((

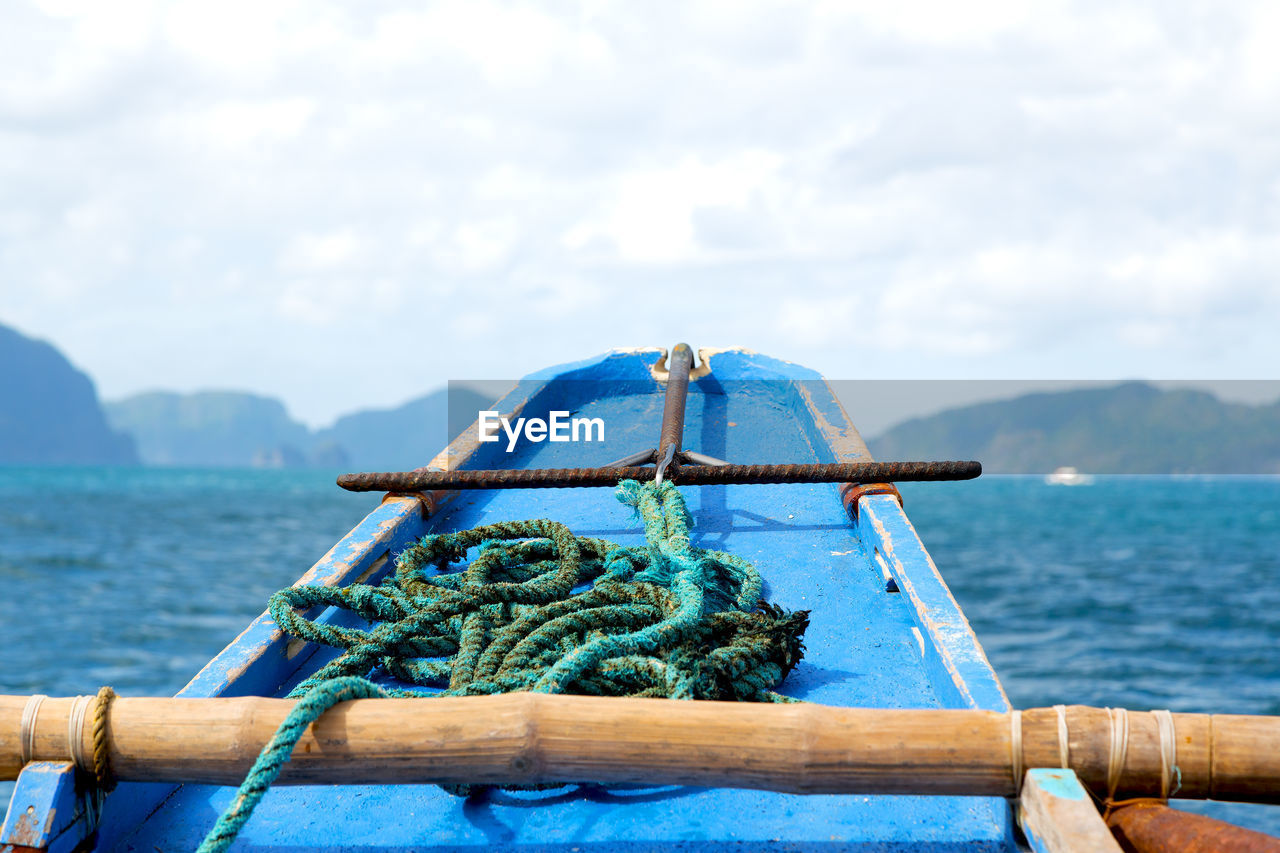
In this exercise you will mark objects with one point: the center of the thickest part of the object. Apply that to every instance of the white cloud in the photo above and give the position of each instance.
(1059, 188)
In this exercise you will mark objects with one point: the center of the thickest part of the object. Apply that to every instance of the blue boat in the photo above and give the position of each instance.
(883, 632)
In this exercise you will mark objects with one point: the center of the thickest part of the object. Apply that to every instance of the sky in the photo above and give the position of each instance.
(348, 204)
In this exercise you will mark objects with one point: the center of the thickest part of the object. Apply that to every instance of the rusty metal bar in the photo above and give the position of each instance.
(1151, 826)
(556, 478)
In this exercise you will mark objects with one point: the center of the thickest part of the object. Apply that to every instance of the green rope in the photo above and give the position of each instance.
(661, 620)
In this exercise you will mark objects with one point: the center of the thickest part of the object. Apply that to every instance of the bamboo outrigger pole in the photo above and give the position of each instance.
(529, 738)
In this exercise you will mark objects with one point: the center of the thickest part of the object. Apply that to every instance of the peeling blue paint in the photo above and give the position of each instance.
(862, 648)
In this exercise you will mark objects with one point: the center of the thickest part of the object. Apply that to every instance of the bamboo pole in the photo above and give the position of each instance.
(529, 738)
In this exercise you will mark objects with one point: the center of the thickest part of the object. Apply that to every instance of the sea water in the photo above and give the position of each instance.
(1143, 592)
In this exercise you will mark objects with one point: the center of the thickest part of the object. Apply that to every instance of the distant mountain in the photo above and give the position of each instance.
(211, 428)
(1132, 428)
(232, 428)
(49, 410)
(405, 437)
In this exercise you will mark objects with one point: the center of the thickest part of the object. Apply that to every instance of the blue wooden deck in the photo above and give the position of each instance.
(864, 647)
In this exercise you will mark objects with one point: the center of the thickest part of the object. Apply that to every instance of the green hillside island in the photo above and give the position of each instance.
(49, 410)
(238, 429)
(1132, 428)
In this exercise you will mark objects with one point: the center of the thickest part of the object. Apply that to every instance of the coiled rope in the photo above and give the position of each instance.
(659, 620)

))

• [The task]: Leave every image out when you return the material above word for word.

• [Problem solution]:
In this exercise you will mark objects with one point: the center of the thickest part of the object. Apply that to every instance of the white cloud in the photo above and give the position of each instance.
(1059, 188)
In this exercise you will mark objects with one point: the center of the thickest part of the object. Apply that to every instance of the blue boat in the photo above and give the position of each instance.
(883, 632)
In this exercise you will mark objects with one point: the center of the thickest part of the object. Apply that to every instance of the sky in the photo above and give the position of each instance.
(348, 204)
In this exercise you will mark objects with one point: the center of the thickest part of the object. Apply that to every instance of the rusty metal bar in the photo above and give the position of each instance.
(1151, 826)
(556, 478)
In this exercise you will mark objects with one point: the center of the thickest part of the object. Apply that to every instance of the green rope in the photo above and give the position of each instance.
(661, 620)
In this exercise you will mark objects with one point: the center of the thickest part of the object. Apply that to every instance of the bamboo outrigger pole in the photo above and give the position of each instance.
(529, 738)
In this exercise you will mark objects with one point: the center of the thickest part of the object. Apply that to every instance of the peeling blue paint in the photo above and give the position of each instance.
(862, 648)
In this exercise you will mark objects with one point: the center of the thickest part of the object. Apply that to every instance of the bamboo pole in the photo above and give the position of each instance.
(529, 738)
In this exercise you will mark objects with one point: the center of the thickest part of the object. Apply that to every instance of the sea water in the photo above and give the position of each instance.
(1143, 592)
In this exercise you will mark objects with one point: the center of the thickest part of the object. Apply that to every instance of the distant mountain in the photo above and give the position of each instance.
(211, 428)
(1132, 428)
(232, 428)
(49, 410)
(405, 437)
In this exercise you will mark objects with one point: the center of the thickest part of the object. Apply that to every instance of the blue wooden deck in the photo above and give the position of each instance.
(864, 647)
In this exercise you will mark objects with one point: the center of the thickest part of the object. Apply that to every instance of the green hillside island in the photo above and give the position of each instance.
(49, 410)
(238, 429)
(1132, 428)
In this exercise you will mark objects with one point: the center of the thickest part of the object. Apply that to every instance of the coiled rope in the photo above and give the position of each instance.
(659, 620)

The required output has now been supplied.